» The task:
Pull out every line of the records below that contains the string "loose", and copy each one in full. Case counts, so match only that exact capitalization.

» The data:

+--

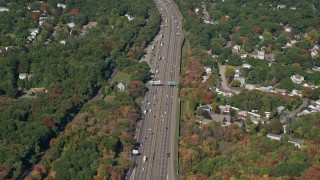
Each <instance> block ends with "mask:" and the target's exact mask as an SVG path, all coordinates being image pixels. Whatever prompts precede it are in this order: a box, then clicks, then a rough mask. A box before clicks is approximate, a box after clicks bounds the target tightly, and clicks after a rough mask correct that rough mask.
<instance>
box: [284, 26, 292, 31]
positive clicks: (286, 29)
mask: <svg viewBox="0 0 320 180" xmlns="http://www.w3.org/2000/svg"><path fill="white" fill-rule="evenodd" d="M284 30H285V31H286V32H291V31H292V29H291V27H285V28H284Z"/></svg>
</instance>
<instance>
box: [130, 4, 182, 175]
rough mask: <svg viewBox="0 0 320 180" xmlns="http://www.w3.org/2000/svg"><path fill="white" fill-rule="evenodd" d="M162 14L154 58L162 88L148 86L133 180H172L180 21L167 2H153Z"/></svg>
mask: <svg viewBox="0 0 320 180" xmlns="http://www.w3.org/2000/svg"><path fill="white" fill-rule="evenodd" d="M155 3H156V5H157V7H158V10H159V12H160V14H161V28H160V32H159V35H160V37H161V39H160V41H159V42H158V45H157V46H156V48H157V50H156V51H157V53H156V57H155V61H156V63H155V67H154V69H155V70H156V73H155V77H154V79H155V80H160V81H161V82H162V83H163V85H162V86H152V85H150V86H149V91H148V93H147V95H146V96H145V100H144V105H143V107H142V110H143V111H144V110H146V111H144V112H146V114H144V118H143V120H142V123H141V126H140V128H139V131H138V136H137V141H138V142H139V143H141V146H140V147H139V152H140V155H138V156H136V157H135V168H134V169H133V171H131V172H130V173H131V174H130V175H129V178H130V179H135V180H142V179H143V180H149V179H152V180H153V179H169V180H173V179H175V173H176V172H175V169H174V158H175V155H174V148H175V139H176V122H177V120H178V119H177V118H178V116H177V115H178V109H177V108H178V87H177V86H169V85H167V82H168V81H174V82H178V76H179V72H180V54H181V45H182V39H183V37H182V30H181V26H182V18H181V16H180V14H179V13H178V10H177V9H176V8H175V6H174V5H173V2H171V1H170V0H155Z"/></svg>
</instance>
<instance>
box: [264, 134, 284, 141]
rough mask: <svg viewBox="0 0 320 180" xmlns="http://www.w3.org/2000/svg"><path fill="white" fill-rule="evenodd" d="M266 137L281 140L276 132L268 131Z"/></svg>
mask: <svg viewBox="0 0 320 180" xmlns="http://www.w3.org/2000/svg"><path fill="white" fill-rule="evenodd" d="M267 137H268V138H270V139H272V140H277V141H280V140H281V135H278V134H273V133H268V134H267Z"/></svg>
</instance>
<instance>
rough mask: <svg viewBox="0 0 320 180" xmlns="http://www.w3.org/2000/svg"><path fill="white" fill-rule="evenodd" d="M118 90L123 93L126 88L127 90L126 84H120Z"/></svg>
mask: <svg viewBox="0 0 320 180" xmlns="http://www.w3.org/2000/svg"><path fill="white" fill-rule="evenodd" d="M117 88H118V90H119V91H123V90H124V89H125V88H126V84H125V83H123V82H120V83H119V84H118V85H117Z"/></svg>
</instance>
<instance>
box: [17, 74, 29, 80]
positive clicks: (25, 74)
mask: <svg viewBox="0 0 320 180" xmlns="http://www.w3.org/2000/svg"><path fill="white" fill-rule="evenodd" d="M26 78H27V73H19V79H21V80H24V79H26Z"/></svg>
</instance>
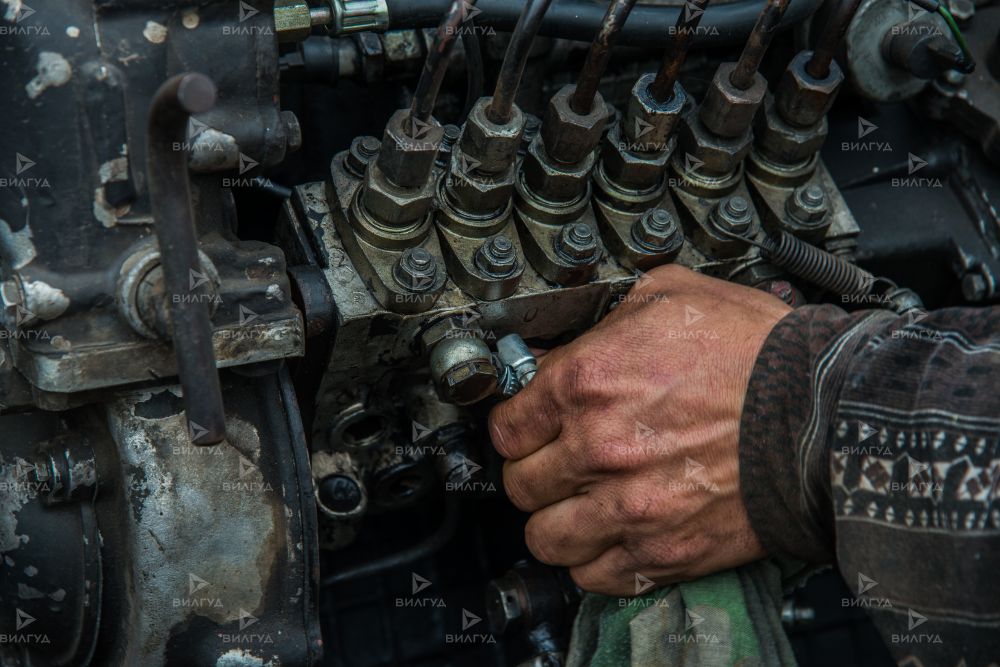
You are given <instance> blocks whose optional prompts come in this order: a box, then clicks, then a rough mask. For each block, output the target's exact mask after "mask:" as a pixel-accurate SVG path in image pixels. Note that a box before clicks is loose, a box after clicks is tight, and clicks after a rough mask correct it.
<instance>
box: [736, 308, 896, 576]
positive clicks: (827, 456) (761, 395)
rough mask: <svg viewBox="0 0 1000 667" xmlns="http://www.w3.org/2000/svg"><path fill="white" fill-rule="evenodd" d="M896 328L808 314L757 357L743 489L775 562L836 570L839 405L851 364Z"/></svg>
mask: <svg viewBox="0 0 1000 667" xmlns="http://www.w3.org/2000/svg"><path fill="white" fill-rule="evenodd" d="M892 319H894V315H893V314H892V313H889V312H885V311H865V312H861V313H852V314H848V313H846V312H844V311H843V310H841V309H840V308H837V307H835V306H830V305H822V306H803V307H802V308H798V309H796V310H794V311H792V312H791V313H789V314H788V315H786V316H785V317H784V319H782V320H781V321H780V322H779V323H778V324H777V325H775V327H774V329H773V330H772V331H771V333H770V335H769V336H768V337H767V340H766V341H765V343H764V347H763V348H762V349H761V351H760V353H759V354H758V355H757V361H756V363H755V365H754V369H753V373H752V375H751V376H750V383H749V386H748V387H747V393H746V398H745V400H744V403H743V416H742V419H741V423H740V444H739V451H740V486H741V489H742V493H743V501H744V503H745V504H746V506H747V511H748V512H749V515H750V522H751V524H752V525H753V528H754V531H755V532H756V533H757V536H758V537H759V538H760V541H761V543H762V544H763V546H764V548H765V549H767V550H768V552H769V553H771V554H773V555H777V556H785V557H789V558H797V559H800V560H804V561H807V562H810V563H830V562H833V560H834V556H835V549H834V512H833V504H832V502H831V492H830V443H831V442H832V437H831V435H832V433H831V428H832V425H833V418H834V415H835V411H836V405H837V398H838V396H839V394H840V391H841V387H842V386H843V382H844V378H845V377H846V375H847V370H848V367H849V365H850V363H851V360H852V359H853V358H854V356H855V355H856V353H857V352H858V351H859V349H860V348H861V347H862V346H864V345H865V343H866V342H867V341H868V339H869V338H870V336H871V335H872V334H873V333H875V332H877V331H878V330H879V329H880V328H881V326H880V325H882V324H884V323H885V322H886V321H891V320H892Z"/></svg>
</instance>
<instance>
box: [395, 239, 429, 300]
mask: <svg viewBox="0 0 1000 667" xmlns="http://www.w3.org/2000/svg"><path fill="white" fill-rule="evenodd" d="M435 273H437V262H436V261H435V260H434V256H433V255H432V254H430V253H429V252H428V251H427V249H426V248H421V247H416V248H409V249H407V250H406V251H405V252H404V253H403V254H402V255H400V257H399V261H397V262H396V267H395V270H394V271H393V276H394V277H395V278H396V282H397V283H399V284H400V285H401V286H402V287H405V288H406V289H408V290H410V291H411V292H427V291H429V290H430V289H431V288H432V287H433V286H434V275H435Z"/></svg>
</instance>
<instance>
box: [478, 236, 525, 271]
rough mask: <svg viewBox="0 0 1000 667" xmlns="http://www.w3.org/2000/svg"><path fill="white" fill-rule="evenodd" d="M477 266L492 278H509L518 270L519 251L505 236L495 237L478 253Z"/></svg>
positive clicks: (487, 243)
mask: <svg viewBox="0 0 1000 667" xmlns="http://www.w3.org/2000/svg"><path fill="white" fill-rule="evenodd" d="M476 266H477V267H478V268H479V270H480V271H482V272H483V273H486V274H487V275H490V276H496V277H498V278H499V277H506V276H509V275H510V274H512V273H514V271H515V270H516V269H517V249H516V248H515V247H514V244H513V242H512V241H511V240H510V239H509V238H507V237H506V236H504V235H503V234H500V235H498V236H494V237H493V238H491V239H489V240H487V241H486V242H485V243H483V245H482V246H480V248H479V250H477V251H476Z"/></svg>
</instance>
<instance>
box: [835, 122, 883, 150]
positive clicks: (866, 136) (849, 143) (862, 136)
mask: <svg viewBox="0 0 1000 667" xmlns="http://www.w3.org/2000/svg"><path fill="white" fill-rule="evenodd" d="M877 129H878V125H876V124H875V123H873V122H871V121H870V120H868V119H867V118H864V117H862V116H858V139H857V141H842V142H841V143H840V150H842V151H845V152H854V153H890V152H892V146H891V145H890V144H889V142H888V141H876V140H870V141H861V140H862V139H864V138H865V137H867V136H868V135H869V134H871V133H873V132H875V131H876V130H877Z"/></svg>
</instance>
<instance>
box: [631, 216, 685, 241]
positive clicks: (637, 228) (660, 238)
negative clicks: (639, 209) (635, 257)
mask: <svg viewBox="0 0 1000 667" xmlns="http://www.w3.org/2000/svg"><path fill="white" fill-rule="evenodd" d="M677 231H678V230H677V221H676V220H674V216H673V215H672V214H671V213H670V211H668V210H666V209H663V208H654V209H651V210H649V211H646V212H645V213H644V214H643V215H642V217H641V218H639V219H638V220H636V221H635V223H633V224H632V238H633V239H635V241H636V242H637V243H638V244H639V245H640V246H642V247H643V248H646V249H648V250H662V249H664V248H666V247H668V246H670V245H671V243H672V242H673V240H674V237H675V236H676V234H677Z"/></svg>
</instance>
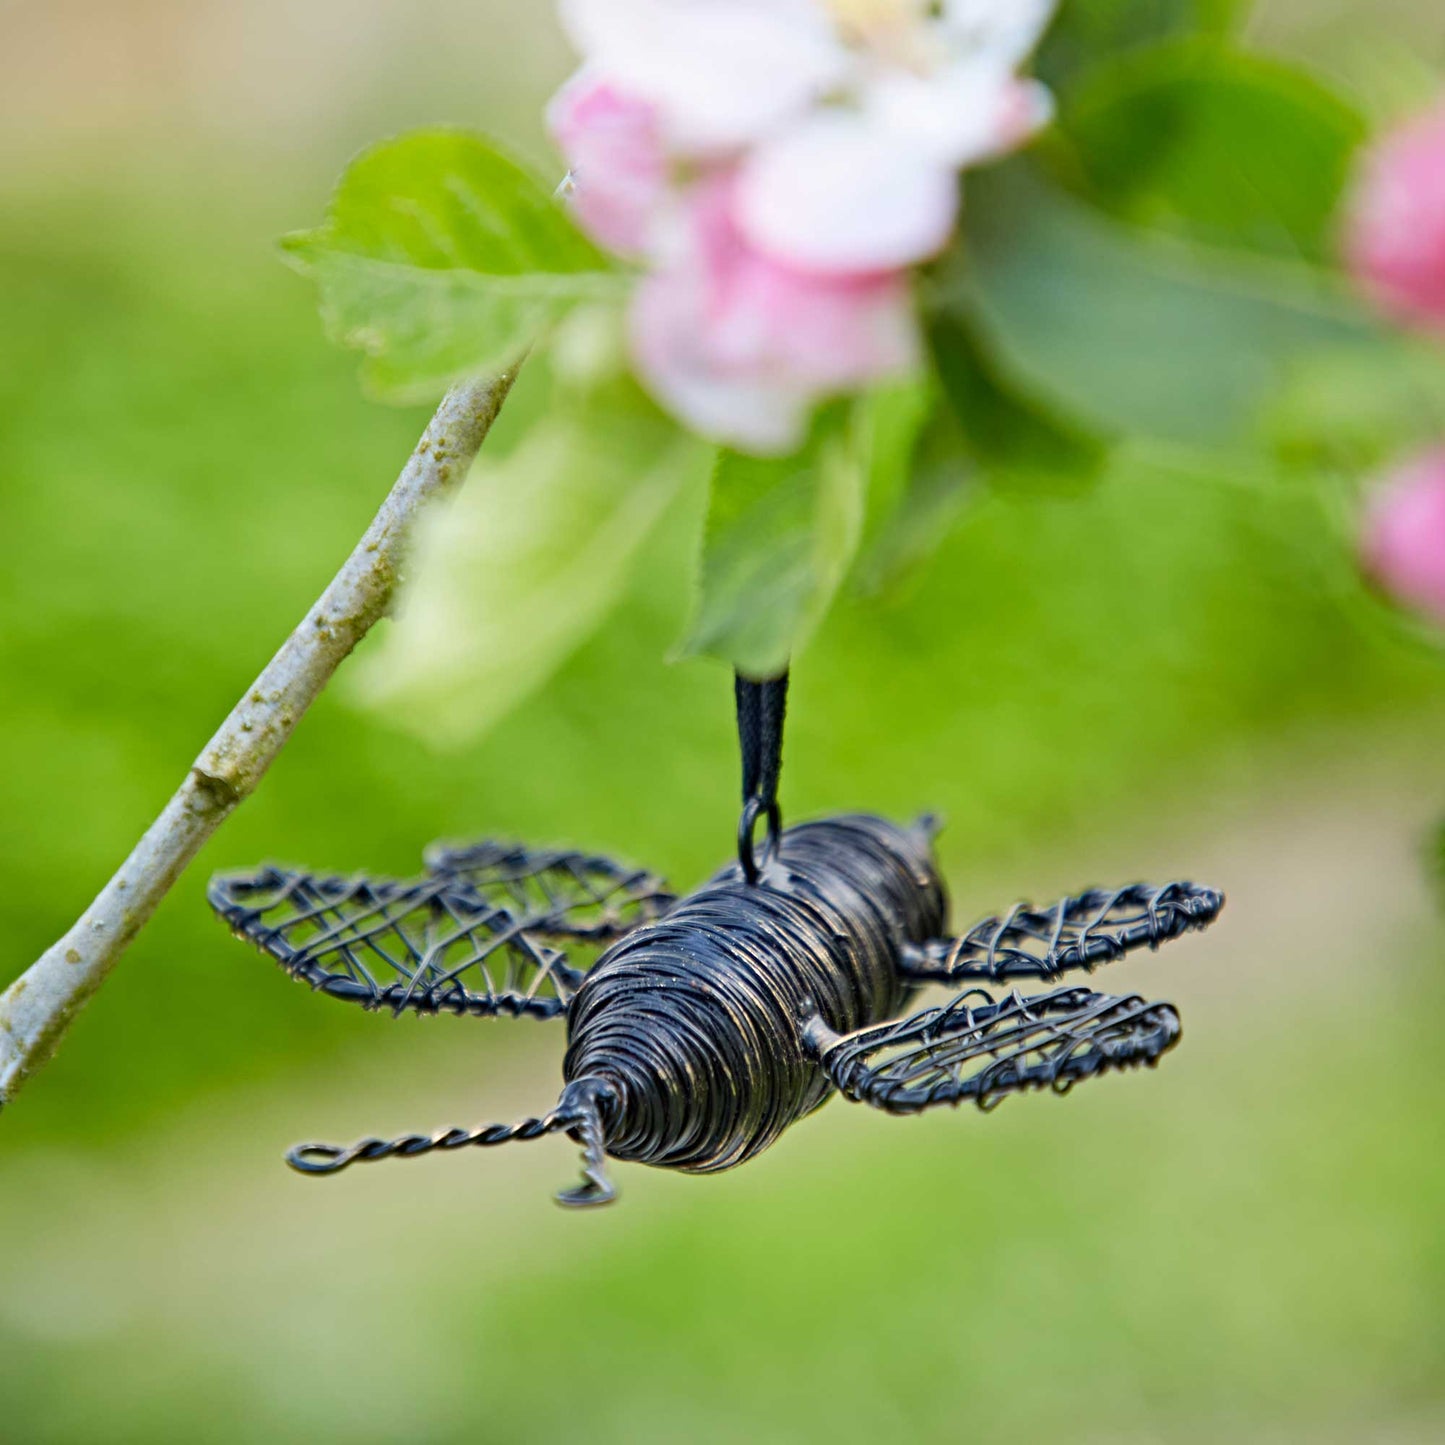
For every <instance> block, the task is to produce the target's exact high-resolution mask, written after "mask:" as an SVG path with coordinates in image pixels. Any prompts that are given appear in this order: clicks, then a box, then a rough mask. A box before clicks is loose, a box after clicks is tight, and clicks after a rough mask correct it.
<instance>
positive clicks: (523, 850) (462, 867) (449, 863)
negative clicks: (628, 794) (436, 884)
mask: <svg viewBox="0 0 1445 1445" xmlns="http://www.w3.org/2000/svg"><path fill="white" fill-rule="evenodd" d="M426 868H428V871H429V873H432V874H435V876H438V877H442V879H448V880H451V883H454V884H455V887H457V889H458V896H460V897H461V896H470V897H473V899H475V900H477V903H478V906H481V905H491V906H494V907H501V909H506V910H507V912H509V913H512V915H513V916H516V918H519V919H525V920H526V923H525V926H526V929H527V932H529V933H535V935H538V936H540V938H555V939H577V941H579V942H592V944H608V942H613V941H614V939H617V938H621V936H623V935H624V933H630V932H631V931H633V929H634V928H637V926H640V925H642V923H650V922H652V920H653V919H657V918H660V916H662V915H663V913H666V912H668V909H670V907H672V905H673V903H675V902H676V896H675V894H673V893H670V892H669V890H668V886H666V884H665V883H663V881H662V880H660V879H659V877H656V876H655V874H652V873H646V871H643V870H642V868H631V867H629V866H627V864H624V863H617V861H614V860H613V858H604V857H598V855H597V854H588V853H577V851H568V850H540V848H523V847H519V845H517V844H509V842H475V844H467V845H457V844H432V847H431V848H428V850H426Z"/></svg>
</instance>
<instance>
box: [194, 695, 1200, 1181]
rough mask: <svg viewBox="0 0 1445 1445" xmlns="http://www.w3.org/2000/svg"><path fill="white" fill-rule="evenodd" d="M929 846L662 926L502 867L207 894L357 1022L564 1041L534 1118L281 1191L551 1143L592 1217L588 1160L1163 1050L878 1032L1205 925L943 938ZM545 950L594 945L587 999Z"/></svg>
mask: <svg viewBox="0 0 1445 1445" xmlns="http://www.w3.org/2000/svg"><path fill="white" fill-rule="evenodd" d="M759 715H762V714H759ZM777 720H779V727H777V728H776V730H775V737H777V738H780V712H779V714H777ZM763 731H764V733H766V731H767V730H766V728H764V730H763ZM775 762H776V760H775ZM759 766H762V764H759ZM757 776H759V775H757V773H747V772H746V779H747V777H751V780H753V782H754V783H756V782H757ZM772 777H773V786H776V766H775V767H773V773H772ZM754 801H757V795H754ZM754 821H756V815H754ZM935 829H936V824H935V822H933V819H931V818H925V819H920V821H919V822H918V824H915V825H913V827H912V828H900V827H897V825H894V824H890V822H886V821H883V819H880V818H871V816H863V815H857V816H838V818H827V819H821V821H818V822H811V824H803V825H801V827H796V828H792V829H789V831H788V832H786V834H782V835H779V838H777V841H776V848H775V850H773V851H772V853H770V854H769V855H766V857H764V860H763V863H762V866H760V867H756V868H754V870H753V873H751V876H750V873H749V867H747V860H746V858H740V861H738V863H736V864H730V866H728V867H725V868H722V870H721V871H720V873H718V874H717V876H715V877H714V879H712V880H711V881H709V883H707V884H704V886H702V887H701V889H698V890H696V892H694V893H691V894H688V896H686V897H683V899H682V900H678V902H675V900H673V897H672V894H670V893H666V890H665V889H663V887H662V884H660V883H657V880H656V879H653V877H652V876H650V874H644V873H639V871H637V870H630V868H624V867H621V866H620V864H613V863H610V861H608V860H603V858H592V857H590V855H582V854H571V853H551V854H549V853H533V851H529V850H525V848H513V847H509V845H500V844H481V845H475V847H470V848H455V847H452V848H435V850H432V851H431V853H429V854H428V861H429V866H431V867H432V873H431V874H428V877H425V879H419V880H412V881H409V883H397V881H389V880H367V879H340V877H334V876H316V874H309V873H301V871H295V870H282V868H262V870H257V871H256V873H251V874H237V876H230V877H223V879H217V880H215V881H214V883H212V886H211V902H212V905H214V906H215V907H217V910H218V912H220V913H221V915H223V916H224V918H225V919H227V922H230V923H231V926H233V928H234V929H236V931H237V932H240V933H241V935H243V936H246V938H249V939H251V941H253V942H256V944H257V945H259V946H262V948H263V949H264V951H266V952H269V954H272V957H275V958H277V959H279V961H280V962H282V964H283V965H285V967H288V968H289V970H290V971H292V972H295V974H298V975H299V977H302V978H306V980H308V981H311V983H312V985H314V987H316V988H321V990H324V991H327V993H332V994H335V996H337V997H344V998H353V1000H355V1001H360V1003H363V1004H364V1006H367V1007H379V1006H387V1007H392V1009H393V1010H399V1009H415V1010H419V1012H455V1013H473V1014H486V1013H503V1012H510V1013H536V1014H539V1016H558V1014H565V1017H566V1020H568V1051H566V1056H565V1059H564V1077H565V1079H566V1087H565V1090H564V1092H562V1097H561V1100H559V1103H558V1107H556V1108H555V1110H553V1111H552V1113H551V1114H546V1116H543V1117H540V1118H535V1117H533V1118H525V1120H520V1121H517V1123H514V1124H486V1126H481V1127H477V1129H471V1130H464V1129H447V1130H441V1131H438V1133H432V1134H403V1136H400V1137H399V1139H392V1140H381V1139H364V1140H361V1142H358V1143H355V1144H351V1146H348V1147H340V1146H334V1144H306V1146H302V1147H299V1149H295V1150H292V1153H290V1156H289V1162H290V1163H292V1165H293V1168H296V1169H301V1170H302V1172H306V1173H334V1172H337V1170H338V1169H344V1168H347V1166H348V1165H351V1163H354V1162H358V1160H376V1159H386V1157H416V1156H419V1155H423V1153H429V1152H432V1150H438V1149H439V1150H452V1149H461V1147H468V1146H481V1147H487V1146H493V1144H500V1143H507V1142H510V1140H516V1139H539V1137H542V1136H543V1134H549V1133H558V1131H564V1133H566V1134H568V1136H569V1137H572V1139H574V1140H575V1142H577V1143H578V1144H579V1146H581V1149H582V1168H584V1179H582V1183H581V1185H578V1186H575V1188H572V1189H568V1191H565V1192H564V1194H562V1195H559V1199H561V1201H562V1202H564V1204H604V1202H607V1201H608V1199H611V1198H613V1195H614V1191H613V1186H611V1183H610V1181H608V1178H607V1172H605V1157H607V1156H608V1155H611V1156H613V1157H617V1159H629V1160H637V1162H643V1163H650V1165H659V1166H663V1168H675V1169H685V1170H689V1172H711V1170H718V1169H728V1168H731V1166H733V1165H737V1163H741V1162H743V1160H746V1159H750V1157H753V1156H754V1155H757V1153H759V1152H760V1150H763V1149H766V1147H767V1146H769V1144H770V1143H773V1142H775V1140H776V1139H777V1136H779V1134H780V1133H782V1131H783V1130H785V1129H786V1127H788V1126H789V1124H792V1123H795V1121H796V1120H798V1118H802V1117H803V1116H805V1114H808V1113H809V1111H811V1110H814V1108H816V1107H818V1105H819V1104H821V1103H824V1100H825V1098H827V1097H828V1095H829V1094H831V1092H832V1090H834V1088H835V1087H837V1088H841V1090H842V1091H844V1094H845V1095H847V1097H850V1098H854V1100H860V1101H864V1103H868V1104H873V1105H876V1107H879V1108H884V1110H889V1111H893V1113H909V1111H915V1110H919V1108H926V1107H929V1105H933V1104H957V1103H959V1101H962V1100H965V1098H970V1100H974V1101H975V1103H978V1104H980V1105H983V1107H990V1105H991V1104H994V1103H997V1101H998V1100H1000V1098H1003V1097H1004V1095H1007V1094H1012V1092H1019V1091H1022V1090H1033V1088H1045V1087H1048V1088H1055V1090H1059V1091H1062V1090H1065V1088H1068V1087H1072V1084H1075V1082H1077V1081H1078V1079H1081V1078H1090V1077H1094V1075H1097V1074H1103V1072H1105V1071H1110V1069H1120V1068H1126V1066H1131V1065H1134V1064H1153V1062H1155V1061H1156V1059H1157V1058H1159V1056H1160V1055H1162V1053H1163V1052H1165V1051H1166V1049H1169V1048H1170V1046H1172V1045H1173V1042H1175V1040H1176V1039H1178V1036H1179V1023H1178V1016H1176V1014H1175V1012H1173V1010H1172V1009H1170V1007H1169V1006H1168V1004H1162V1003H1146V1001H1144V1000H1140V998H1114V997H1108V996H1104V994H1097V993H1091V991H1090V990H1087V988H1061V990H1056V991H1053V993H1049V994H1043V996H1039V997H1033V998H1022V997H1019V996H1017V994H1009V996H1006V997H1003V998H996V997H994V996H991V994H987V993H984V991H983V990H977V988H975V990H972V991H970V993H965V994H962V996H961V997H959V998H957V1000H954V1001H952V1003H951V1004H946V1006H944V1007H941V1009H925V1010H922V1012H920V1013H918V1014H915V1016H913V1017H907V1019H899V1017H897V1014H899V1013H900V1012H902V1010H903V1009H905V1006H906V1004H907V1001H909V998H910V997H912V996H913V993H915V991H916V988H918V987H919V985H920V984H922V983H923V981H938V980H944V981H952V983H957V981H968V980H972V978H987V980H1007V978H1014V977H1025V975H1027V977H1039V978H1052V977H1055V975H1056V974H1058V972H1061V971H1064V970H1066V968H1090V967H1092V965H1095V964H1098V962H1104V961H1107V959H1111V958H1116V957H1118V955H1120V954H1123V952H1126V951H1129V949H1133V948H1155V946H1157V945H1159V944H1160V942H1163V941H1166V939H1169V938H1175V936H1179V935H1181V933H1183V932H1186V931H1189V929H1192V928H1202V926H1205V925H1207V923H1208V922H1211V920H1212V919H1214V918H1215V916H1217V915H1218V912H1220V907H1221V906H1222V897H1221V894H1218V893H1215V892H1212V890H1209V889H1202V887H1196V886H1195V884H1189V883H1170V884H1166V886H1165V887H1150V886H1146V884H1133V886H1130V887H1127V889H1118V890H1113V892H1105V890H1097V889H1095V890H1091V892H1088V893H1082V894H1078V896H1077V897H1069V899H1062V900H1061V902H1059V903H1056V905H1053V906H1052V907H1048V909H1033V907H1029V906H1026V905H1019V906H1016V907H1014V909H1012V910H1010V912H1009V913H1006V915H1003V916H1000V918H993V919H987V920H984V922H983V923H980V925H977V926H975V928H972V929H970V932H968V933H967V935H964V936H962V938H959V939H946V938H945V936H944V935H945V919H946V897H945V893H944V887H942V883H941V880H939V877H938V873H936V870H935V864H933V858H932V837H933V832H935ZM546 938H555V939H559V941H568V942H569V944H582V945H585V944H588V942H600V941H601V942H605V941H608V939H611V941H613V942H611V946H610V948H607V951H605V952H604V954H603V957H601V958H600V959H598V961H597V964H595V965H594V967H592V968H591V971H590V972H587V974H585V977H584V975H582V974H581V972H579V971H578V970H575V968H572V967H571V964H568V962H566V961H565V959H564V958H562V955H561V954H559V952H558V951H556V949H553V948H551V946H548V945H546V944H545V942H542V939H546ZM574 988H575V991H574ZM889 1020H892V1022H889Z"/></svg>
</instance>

+--

» Expected answer:
You are given <instance> blocks whose optional prompts come in this order: a box, then clicks, then a rough mask. For each block, output the target's exact mask after "mask:" as a pixel-accurate SVG path in image pixels. Note that a box before clicks is loose, a box after clicks is tight, and clicks after a rough mask correct it.
For every <instance> block, the task is to produce the target's exact high-resolution mask, written after "mask:" as an SVG path with coordinates in image pixels. Any prompts that are given appear in this order: clicks, then a box, then a rough mask. A box before clicks is loose, a box after clicks is tight, and clicks after a rough mask correct it.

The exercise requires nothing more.